## [What is expected]
How many lines in the rows below contain the string "vase"? Matching is case-sensitive; reply with the number only.

## [Data for this task]
>>>>>
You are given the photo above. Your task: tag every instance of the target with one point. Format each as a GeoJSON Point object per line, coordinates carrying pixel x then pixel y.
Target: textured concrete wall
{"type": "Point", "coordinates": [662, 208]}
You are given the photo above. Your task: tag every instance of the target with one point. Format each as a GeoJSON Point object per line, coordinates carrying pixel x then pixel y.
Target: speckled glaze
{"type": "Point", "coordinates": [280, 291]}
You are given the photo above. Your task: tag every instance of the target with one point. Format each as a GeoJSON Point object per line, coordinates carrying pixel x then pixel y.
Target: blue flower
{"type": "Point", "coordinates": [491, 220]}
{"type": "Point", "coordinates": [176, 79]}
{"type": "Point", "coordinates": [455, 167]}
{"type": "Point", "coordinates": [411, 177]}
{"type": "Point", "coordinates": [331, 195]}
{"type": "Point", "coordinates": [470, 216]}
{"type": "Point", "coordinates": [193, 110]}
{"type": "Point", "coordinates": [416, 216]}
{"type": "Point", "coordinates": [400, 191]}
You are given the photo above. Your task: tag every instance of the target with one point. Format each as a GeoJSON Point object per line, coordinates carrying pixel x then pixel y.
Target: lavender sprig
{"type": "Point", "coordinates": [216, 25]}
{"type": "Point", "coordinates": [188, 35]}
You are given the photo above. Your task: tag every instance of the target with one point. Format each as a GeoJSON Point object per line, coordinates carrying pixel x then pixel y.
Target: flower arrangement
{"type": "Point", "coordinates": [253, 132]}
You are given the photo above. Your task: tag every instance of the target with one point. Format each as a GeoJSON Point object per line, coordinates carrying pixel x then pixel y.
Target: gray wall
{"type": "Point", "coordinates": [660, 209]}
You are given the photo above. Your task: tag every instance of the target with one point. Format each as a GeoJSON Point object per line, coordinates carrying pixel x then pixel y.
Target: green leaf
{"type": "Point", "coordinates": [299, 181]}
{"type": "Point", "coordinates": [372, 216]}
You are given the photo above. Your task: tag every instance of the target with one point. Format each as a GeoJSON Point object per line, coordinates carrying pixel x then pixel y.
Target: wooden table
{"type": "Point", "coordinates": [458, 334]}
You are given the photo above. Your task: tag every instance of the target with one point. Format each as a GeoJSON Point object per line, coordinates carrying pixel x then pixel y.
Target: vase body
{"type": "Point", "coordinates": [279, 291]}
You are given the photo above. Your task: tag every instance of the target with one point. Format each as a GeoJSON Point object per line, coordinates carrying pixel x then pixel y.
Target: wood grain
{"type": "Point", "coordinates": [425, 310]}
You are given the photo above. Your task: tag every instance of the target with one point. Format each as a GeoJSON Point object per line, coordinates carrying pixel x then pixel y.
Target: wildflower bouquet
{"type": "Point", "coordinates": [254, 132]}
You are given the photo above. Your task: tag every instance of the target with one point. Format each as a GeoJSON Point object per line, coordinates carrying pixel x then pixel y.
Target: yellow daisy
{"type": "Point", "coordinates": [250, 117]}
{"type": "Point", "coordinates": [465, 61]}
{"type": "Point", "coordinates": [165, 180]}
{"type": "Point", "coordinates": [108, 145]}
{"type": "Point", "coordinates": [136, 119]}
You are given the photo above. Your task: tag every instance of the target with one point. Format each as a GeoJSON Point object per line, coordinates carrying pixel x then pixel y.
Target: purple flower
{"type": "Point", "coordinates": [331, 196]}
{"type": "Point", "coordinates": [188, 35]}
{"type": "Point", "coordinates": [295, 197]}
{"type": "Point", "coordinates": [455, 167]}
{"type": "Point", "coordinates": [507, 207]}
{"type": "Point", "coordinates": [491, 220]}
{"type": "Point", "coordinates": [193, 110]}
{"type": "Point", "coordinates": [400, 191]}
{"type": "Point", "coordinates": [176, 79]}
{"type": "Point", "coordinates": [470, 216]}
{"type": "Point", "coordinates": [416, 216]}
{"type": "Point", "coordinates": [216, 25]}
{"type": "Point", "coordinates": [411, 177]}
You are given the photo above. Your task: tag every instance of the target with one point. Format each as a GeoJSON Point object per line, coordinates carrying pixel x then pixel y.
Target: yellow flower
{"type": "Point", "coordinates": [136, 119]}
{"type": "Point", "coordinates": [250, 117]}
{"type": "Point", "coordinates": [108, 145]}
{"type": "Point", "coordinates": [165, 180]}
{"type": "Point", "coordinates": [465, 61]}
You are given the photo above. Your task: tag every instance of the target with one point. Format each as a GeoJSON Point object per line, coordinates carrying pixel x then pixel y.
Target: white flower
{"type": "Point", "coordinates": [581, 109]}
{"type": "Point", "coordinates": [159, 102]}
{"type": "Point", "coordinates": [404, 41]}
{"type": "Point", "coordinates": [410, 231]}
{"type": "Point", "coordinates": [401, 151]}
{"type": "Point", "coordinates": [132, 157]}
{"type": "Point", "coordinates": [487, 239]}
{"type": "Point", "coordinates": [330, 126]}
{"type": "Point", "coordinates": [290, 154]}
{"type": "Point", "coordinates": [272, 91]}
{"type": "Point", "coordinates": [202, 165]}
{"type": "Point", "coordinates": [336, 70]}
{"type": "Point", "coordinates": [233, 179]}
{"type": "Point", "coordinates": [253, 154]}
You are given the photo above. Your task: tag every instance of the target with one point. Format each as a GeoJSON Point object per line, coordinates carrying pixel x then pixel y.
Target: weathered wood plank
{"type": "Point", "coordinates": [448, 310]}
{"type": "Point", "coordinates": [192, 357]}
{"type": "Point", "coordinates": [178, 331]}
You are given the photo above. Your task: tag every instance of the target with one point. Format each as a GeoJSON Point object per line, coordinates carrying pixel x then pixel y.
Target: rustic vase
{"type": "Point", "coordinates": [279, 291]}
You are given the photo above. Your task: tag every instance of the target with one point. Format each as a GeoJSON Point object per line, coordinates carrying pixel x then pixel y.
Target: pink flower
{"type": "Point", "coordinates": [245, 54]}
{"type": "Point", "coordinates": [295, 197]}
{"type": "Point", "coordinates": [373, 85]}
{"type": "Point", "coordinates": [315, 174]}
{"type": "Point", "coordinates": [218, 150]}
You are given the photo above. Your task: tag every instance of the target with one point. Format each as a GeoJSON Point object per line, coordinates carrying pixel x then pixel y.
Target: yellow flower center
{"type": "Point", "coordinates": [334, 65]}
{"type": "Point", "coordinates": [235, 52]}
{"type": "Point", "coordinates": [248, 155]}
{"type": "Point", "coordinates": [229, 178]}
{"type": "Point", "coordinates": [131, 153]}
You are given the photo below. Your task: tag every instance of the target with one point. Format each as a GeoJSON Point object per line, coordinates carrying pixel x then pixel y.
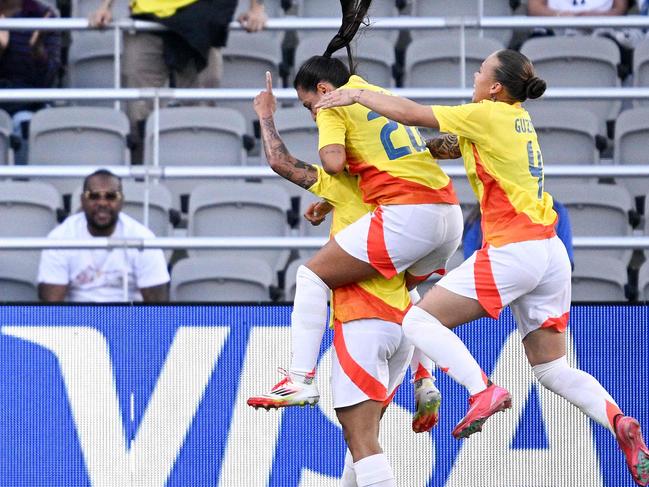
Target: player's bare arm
{"type": "Point", "coordinates": [445, 146]}
{"type": "Point", "coordinates": [395, 108]}
{"type": "Point", "coordinates": [278, 156]}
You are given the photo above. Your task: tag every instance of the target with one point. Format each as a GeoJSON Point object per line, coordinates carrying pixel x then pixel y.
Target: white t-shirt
{"type": "Point", "coordinates": [580, 5]}
{"type": "Point", "coordinates": [97, 275]}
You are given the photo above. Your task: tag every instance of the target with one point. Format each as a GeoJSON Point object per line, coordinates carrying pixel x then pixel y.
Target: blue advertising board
{"type": "Point", "coordinates": [125, 395]}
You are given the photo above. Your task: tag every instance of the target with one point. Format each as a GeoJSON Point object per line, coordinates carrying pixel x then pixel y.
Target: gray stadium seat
{"type": "Point", "coordinates": [591, 204]}
{"type": "Point", "coordinates": [641, 68]}
{"type": "Point", "coordinates": [159, 204]}
{"type": "Point", "coordinates": [631, 142]}
{"type": "Point", "coordinates": [6, 129]}
{"type": "Point", "coordinates": [374, 56]}
{"type": "Point", "coordinates": [18, 277]}
{"type": "Point", "coordinates": [577, 61]}
{"type": "Point", "coordinates": [95, 136]}
{"type": "Point", "coordinates": [289, 279]}
{"type": "Point", "coordinates": [597, 278]}
{"type": "Point", "coordinates": [565, 135]}
{"type": "Point", "coordinates": [436, 61]}
{"type": "Point", "coordinates": [91, 62]}
{"type": "Point", "coordinates": [27, 209]}
{"type": "Point", "coordinates": [299, 132]}
{"type": "Point", "coordinates": [226, 279]}
{"type": "Point", "coordinates": [235, 209]}
{"type": "Point", "coordinates": [462, 8]}
{"type": "Point", "coordinates": [196, 136]}
{"type": "Point", "coordinates": [643, 282]}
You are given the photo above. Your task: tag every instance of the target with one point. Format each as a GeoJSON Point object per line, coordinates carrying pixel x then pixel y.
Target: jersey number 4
{"type": "Point", "coordinates": [386, 132]}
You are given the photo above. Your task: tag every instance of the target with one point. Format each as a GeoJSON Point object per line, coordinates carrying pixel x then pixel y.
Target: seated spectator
{"type": "Point", "coordinates": [28, 59]}
{"type": "Point", "coordinates": [188, 55]}
{"type": "Point", "coordinates": [626, 39]}
{"type": "Point", "coordinates": [102, 275]}
{"type": "Point", "coordinates": [472, 237]}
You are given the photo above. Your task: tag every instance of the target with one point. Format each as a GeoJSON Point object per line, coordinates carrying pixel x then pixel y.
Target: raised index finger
{"type": "Point", "coordinates": [269, 82]}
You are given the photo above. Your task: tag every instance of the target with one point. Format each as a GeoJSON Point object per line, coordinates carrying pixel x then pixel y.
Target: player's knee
{"type": "Point", "coordinates": [550, 374]}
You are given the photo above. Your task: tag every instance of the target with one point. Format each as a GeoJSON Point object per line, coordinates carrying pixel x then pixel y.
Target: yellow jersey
{"type": "Point", "coordinates": [391, 160]}
{"type": "Point", "coordinates": [504, 165]}
{"type": "Point", "coordinates": [373, 298]}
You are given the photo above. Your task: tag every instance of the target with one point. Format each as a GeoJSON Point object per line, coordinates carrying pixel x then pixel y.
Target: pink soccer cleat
{"type": "Point", "coordinates": [629, 437]}
{"type": "Point", "coordinates": [288, 392]}
{"type": "Point", "coordinates": [481, 406]}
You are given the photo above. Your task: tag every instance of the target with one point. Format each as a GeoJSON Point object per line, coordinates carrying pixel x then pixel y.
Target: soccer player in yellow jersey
{"type": "Point", "coordinates": [522, 263]}
{"type": "Point", "coordinates": [371, 354]}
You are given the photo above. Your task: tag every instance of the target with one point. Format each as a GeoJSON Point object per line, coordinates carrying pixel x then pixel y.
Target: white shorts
{"type": "Point", "coordinates": [371, 357]}
{"type": "Point", "coordinates": [393, 238]}
{"type": "Point", "coordinates": [533, 277]}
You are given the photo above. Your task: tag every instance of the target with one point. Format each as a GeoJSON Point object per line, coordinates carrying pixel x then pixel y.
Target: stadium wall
{"type": "Point", "coordinates": [126, 395]}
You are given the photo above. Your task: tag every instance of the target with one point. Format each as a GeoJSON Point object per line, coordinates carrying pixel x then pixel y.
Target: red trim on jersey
{"type": "Point", "coordinates": [359, 376]}
{"type": "Point", "coordinates": [382, 188]}
{"type": "Point", "coordinates": [612, 410]}
{"type": "Point", "coordinates": [352, 302]}
{"type": "Point", "coordinates": [485, 284]}
{"type": "Point", "coordinates": [420, 279]}
{"type": "Point", "coordinates": [501, 222]}
{"type": "Point", "coordinates": [422, 372]}
{"type": "Point", "coordinates": [377, 251]}
{"type": "Point", "coordinates": [559, 323]}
<<<<<
## [Finished task]
2